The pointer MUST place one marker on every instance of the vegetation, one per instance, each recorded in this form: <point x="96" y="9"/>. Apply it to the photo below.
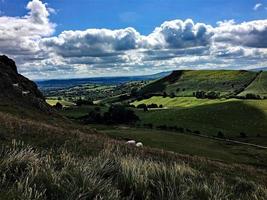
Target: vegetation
<point x="257" y="87"/>
<point x="230" y="116"/>
<point x="186" y="83"/>
<point x="116" y="114"/>
<point x="31" y="174"/>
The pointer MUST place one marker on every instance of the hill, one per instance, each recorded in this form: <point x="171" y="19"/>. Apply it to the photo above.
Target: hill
<point x="18" y="90"/>
<point x="45" y="156"/>
<point x="187" y="82"/>
<point x="66" y="83"/>
<point x="258" y="86"/>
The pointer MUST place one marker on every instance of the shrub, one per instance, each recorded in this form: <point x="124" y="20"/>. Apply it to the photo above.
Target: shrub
<point x="220" y="135"/>
<point x="58" y="106"/>
<point x="142" y="106"/>
<point x="153" y="105"/>
<point x="243" y="135"/>
<point x="252" y="96"/>
<point x="81" y="102"/>
<point x="119" y="114"/>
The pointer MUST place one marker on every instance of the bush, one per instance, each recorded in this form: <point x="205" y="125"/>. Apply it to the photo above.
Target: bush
<point x="220" y="135"/>
<point x="58" y="106"/>
<point x="153" y="105"/>
<point x="142" y="106"/>
<point x="81" y="102"/>
<point x="252" y="96"/>
<point x="119" y="114"/>
<point x="243" y="135"/>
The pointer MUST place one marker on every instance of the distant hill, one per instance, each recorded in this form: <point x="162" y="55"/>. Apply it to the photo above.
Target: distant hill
<point x="17" y="90"/>
<point x="258" y="86"/>
<point x="187" y="82"/>
<point x="64" y="83"/>
<point x="259" y="69"/>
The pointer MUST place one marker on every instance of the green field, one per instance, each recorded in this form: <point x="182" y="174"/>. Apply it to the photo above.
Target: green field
<point x="188" y="144"/>
<point x="259" y="86"/>
<point x="181" y="102"/>
<point x="185" y="83"/>
<point x="64" y="103"/>
<point x="231" y="117"/>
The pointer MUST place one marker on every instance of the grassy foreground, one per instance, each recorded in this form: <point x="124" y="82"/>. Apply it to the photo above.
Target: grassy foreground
<point x="65" y="161"/>
<point x="27" y="173"/>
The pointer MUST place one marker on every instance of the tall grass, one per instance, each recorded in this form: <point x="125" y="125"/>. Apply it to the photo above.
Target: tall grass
<point x="27" y="173"/>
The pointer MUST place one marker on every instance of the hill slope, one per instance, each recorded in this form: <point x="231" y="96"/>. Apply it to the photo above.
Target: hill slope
<point x="186" y="82"/>
<point x="258" y="87"/>
<point x="42" y="157"/>
<point x="17" y="89"/>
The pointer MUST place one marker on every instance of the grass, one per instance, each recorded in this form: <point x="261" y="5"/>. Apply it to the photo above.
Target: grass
<point x="180" y="102"/>
<point x="39" y="160"/>
<point x="64" y="103"/>
<point x="189" y="144"/>
<point x="185" y="83"/>
<point x="26" y="173"/>
<point x="259" y="86"/>
<point x="231" y="117"/>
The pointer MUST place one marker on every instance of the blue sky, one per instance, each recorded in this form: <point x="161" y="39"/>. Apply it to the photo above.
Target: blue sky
<point x="81" y="38"/>
<point x="143" y="15"/>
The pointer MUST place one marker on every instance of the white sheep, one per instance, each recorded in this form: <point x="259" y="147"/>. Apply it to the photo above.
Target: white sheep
<point x="139" y="144"/>
<point x="131" y="142"/>
<point x="25" y="93"/>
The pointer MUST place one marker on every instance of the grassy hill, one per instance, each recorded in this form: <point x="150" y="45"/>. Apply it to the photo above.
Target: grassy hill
<point x="44" y="155"/>
<point x="186" y="82"/>
<point x="40" y="160"/>
<point x="258" y="87"/>
<point x="231" y="117"/>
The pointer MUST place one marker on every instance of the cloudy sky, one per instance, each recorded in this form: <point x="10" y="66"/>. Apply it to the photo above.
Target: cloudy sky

==============================

## Problem to solve
Put every line from the one containing "of the white" through the end of the records, inclusive, into a Markdown table with the columns Row and Text. Number the rows in the Row column and omit blank lines.

## Answer to the problem
| Row | Text |
|---|---|
| 1 | The pointer MUST place one marker on every instance of the white sheep, one per instance, each recorded in this form: <point x="259" y="147"/>. Apply it to the photo above. |
| 2 | Target: white sheep |
| 3 | <point x="139" y="144"/> |
| 4 | <point x="131" y="142"/> |
| 5 | <point x="25" y="93"/> |
| 6 | The pointer MUST place one marker on every instance of the grassy hill, one per instance, each recorded in this form: <point x="150" y="45"/>. Apply it to the photo above. |
| 7 | Target: grassy hill |
| 8 | <point x="44" y="155"/> |
| 9 | <point x="186" y="82"/> |
| 10 | <point x="40" y="160"/> |
| 11 | <point x="258" y="87"/> |
| 12 | <point x="231" y="117"/> |
| 13 | The pointer MUST place one marker on every instance of the cloudy sky, one per instance, each recorded in this form: <point x="10" y="66"/>. Apply it to the photo above. |
| 14 | Target: cloudy sky |